DATA FOR THIS TASK:
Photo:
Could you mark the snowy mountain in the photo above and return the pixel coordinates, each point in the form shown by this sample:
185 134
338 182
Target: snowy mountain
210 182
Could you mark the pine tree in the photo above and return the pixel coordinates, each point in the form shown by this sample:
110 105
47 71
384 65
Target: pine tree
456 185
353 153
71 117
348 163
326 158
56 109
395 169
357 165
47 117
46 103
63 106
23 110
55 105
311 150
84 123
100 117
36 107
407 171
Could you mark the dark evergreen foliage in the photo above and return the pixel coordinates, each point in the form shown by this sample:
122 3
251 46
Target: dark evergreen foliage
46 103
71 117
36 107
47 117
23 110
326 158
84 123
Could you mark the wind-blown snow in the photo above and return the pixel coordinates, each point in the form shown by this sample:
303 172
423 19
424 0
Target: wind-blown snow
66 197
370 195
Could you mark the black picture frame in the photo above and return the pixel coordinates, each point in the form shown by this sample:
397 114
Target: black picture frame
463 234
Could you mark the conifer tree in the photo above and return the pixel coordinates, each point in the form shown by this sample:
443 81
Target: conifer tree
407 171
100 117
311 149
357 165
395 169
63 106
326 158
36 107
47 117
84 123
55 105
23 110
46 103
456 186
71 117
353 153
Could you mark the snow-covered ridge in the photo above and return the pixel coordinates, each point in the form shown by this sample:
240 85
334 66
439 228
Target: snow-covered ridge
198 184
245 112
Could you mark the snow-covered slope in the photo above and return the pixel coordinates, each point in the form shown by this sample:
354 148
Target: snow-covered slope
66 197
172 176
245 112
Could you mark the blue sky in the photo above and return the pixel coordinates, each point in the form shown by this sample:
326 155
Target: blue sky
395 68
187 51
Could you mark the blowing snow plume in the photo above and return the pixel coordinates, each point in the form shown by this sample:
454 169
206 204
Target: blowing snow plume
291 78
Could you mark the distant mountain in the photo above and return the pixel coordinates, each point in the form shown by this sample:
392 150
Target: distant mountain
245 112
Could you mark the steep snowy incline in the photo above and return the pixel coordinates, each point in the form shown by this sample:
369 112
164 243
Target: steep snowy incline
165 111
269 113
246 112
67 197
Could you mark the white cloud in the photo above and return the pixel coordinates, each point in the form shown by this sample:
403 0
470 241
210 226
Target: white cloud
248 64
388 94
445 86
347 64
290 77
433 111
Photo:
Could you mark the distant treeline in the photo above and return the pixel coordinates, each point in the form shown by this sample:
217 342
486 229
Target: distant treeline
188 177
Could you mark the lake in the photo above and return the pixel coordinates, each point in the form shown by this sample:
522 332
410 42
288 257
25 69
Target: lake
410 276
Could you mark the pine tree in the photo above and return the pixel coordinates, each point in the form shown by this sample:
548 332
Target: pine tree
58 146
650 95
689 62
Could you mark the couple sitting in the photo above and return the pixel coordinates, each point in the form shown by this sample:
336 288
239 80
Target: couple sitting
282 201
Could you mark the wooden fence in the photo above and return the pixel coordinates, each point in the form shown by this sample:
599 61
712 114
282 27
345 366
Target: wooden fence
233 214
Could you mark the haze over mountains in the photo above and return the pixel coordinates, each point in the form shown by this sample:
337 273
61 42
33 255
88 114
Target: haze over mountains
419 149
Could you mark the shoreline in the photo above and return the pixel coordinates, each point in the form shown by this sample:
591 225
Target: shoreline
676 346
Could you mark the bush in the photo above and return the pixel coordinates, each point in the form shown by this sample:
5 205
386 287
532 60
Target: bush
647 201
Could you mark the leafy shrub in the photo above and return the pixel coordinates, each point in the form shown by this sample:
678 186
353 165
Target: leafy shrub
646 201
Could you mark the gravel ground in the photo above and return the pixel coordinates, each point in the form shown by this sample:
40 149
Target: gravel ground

SET PROBLEM:
Copy the lines of the items above word for word, starting with the line that contains "Could you mark the gravel" and running through the last line of the items, inclusive.

ANSWER TO THE EXERCISE:
Could you mark the gravel ground in the photo above and return the pixel coordinates, each point in the form shown by this sample:
40 149
Target: gravel ground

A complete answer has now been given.